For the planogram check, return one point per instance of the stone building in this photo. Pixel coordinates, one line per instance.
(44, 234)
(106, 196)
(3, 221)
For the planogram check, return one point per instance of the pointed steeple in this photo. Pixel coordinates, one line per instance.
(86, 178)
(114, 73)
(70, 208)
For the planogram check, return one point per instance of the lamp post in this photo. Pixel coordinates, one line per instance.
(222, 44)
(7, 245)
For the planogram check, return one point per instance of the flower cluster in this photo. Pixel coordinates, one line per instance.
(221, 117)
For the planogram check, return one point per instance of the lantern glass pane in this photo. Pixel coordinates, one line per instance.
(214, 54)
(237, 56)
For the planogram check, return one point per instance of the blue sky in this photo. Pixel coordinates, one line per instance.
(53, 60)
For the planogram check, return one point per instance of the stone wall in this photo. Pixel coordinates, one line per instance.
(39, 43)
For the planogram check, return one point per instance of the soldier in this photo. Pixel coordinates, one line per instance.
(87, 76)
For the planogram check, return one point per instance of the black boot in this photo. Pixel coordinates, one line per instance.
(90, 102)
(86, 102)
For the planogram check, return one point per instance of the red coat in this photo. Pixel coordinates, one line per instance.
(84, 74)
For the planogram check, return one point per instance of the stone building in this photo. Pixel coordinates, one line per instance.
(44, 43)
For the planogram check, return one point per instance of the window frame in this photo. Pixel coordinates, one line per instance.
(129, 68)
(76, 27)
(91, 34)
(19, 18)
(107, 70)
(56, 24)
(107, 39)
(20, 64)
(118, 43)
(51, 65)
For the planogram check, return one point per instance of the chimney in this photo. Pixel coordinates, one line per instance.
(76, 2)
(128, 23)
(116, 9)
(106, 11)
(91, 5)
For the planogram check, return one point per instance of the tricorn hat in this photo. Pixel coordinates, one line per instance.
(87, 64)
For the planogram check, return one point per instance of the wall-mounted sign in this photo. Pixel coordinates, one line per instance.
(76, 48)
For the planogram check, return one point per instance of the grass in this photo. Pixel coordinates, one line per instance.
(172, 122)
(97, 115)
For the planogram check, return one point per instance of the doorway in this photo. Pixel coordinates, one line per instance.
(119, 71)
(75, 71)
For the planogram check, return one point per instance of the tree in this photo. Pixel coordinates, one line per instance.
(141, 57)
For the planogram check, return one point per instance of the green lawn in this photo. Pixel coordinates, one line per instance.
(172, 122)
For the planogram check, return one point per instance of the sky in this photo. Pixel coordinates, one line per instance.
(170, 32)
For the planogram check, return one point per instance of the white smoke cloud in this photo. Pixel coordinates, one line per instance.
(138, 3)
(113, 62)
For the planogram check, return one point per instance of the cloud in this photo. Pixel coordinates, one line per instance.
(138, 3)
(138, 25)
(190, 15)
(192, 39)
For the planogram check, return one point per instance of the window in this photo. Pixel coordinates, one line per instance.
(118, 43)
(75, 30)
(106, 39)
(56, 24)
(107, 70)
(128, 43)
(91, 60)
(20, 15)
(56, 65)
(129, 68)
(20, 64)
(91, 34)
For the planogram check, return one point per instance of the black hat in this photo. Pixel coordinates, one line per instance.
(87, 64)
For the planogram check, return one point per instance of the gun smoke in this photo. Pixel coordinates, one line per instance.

## EXERCISE
Please rewrite every line from the one with "the black hat" through the end of the data above, and raise each coordinate value by 51.

## OUTPUT FOR THIS TASK
For the planogram check, return one point per instance of the black hat in this photo. Pixel coordinates, one line per instance.
(138, 115)
For the planogram check, return one point per instance of the gun smoke in this photo. Pixel coordinates, one line per instance.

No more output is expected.